▸ **WHAT YOU HAVE TO DO**
In the listing, start at the line containing "outline --target=human hand" and end after the line containing "Mark the region of every instance of the human". Reproduce only those lines, swapping "human hand" for "right hand" and leaving everything else unchanged.

▸ **SOURCE MATERIAL**
-- start --
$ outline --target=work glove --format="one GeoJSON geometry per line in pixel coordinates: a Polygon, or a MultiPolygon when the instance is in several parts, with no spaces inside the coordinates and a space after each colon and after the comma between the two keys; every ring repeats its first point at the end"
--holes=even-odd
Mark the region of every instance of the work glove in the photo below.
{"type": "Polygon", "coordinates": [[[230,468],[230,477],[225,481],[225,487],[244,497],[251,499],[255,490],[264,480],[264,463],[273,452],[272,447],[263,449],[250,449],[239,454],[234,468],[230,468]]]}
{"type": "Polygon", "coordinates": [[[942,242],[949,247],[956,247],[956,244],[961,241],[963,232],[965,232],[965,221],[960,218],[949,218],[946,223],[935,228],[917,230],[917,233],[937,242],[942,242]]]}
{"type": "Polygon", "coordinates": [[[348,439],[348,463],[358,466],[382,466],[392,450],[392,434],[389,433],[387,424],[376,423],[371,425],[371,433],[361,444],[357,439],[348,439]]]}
-- end --
-- start --
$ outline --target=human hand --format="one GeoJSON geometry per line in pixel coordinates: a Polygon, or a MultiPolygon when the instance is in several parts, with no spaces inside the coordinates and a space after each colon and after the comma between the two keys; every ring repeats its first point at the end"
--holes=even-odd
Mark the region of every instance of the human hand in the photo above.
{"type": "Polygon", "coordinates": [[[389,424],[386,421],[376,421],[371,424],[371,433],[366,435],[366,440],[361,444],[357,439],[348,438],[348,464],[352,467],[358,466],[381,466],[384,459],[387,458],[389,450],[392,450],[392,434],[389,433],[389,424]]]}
-- end --
-- start --
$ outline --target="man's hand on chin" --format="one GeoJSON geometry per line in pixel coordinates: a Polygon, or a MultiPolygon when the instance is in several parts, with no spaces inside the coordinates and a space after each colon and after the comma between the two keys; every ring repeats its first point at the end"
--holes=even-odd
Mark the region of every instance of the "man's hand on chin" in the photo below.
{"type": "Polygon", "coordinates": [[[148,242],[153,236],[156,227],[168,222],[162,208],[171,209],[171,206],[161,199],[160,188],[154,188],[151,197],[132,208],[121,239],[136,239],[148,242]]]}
-- end --
▸ **RESPONSE TO THE EXERCISE**
$ outline --target=right hand --format="one GeoJSON geometry per line in pixel coordinates: a Polygon, or a MultiPolygon when the instance is in several parts, with no spaces inside the coordinates and a space after each colon and after the comma between the two keys; every ring repeats its first point at the end"
--holes=even-odd
Mark the region of every instance of the right hand in the photo above.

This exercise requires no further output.